[EXERCISE OBJECTIVE] Go through the records below and copy out every line holding "stripe".
── SUPPLIED MATERIAL
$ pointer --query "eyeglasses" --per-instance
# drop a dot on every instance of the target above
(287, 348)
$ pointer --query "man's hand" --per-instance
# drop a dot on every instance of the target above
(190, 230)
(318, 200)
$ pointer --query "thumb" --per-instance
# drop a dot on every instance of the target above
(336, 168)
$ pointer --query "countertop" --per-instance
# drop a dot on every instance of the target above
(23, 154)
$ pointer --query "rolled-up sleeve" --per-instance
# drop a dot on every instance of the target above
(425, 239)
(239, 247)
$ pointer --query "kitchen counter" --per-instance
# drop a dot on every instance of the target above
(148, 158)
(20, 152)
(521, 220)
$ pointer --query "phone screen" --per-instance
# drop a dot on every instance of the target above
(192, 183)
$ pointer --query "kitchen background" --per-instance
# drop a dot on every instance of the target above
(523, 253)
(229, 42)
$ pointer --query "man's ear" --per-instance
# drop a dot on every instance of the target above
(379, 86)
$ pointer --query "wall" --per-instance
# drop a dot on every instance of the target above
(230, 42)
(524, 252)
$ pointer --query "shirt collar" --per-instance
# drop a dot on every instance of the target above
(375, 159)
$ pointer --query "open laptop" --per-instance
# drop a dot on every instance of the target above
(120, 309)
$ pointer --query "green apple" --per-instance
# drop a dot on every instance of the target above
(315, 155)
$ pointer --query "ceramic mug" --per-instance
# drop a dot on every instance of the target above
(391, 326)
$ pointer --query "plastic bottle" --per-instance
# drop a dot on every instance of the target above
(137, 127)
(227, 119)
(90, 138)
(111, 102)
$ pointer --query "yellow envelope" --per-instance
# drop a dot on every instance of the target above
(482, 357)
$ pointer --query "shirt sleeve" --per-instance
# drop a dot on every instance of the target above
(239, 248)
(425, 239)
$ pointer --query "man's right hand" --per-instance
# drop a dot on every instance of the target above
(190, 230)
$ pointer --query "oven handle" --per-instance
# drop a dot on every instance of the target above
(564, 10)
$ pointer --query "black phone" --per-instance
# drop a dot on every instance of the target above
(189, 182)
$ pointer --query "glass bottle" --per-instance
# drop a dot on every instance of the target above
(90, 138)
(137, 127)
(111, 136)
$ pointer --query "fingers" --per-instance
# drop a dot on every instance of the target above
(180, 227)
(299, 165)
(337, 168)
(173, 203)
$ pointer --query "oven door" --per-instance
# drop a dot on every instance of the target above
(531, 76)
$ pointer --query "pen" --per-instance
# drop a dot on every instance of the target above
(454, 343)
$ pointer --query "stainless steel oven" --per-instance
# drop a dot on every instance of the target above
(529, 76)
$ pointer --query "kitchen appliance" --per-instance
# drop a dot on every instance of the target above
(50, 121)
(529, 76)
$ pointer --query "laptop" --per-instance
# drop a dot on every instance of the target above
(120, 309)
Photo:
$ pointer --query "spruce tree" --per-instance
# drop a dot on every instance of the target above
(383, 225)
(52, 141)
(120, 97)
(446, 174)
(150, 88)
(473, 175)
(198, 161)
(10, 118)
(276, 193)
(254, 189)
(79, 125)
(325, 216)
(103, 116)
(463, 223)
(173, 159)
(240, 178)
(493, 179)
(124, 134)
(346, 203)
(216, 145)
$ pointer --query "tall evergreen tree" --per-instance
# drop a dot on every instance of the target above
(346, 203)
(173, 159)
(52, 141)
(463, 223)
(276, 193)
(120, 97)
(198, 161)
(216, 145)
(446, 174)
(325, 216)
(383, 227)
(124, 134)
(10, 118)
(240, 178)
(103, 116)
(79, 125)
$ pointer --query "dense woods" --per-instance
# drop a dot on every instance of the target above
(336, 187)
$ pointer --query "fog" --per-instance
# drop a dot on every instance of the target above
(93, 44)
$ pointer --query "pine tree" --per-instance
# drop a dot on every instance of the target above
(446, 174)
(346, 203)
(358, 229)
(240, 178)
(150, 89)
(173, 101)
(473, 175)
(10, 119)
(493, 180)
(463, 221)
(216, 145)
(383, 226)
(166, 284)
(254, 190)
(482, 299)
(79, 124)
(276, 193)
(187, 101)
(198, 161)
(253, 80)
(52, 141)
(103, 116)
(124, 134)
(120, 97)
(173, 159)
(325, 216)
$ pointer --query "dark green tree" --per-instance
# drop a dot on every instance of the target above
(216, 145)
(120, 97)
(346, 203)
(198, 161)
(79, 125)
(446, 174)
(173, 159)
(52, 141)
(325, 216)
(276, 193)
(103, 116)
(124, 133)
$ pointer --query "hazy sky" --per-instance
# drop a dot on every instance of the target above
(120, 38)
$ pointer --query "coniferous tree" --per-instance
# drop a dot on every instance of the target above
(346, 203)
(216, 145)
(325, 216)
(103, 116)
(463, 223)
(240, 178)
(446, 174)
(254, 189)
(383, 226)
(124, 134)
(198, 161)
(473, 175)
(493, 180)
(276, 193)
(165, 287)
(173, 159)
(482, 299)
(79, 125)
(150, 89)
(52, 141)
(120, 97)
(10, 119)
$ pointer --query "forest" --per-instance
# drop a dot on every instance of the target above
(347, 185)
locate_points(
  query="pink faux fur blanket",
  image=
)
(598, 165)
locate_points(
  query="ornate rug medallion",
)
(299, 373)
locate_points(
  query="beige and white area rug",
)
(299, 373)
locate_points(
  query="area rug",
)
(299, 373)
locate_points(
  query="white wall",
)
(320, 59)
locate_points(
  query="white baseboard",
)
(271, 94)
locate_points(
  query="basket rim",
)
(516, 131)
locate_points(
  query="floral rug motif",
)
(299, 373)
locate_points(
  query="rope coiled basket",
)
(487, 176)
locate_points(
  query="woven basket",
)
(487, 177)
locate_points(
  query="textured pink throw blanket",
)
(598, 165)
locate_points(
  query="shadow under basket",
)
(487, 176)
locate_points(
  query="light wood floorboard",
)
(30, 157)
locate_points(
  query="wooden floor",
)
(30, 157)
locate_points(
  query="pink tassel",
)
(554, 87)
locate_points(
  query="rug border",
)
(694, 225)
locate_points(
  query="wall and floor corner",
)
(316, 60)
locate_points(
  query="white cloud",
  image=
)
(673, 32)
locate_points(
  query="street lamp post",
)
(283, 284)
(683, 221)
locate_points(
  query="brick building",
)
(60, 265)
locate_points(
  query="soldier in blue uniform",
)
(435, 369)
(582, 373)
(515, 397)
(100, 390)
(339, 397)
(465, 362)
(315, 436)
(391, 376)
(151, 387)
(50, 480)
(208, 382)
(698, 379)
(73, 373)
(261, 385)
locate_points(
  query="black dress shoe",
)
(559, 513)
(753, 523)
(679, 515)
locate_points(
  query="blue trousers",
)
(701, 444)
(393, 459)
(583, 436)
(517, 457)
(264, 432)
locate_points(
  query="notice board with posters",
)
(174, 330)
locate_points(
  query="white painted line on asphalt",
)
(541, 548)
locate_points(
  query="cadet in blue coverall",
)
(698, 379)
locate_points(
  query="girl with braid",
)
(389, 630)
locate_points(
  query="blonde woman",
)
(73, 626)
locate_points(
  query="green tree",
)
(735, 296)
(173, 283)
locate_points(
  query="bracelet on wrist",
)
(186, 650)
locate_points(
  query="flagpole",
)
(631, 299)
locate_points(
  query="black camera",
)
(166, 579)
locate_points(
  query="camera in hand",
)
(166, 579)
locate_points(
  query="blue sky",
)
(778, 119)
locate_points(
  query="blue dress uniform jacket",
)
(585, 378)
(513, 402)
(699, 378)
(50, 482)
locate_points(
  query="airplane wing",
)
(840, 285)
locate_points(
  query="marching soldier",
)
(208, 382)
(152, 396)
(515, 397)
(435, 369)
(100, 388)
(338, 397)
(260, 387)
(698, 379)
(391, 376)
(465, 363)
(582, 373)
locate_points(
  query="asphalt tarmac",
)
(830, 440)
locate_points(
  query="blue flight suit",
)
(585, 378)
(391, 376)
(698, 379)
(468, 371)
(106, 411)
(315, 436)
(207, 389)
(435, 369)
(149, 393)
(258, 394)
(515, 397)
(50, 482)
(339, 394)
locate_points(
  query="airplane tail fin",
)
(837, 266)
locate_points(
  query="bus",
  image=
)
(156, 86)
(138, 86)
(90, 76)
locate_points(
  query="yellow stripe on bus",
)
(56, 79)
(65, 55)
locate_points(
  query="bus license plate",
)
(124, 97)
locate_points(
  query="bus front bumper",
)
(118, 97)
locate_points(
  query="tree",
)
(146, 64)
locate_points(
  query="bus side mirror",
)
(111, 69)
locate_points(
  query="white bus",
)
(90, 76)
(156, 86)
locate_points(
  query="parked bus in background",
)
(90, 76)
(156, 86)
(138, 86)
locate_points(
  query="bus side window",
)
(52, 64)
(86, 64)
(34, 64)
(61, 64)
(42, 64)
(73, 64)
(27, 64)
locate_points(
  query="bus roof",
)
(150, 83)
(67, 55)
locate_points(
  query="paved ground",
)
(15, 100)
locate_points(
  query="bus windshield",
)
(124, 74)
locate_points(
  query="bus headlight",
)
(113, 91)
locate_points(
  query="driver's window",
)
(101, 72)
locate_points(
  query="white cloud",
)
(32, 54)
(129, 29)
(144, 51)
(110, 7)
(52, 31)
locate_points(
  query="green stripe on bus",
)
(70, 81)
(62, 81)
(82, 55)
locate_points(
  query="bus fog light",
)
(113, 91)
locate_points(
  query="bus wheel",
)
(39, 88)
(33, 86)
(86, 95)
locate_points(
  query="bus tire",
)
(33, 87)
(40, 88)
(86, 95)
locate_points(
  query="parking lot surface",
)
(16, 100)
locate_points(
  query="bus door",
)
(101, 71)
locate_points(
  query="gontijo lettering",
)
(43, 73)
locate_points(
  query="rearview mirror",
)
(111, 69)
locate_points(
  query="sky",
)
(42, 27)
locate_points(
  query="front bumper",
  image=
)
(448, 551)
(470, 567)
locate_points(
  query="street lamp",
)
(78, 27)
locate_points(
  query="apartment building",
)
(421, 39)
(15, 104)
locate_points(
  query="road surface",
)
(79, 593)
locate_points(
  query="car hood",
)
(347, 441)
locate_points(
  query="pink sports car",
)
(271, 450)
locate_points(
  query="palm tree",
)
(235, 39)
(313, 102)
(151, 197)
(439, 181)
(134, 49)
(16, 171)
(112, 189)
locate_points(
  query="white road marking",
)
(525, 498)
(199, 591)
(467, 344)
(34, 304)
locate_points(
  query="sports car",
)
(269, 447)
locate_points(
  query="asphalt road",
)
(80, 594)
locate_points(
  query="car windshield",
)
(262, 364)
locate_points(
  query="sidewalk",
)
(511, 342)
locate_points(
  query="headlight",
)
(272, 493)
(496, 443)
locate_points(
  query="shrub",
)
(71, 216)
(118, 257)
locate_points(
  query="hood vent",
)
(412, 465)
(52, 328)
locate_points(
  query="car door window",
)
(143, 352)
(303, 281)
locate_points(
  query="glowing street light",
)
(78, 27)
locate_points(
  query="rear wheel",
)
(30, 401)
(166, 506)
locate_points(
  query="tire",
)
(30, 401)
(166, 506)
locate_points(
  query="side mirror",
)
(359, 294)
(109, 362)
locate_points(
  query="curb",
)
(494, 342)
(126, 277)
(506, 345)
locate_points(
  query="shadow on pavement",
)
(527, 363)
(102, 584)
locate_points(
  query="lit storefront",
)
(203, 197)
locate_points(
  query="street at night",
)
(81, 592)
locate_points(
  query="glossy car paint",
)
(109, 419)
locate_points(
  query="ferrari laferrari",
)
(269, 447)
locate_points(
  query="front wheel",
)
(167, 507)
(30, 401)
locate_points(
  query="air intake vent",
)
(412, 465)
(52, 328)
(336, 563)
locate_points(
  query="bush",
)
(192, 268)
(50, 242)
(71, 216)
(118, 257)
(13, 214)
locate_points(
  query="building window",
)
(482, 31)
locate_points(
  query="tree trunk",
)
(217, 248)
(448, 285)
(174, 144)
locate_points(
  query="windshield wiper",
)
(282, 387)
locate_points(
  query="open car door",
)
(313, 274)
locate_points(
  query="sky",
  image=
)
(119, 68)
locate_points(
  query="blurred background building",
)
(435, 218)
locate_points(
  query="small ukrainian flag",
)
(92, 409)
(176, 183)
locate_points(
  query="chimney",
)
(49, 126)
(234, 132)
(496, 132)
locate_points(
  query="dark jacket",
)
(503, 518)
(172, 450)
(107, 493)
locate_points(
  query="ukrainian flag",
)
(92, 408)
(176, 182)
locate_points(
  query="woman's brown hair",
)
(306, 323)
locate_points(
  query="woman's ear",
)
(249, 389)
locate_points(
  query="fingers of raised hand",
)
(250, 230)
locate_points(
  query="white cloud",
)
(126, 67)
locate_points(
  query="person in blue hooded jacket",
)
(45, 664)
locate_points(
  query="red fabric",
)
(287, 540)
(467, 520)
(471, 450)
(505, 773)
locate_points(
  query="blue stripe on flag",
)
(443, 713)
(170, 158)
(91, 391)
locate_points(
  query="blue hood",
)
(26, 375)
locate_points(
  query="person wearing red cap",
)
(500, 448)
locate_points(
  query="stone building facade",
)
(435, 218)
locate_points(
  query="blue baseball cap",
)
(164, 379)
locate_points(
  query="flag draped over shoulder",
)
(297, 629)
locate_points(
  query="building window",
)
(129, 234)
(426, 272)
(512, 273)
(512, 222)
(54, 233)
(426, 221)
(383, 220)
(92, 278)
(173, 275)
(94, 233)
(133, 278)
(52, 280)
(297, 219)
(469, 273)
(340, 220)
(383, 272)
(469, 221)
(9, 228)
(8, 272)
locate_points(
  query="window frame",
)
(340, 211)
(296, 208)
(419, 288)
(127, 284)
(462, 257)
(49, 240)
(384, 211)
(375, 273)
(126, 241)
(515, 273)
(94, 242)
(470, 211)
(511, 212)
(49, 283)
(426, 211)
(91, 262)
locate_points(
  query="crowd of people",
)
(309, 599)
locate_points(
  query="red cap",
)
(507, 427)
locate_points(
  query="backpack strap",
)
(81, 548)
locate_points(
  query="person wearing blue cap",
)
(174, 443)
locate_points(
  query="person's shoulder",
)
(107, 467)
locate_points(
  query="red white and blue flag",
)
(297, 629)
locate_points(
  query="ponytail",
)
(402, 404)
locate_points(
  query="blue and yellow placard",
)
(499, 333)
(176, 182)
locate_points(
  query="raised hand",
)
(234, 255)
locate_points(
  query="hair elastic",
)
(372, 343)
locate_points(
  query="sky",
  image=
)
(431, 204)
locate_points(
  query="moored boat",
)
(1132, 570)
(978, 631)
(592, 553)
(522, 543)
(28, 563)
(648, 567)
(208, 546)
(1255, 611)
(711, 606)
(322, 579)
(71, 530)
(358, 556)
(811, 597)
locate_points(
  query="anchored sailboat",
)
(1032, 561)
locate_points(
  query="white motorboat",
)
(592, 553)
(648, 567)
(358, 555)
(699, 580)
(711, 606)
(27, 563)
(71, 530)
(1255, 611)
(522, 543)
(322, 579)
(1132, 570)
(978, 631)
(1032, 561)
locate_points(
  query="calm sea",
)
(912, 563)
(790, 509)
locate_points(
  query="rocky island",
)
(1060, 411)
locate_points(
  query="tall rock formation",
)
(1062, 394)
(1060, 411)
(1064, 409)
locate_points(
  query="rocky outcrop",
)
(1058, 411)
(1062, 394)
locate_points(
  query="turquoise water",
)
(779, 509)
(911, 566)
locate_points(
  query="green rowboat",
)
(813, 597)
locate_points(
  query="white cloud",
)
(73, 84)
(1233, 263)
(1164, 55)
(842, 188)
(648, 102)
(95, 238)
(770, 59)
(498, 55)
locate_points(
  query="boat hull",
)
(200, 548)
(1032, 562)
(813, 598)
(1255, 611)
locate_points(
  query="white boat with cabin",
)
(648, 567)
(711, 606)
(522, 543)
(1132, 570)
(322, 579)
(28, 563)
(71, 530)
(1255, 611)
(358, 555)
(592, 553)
────
[RESULT OF THIS EXERCISE]
  query="yellow stripe on bus",
  query="green stripe on bus",
  query="blue stripe on flag",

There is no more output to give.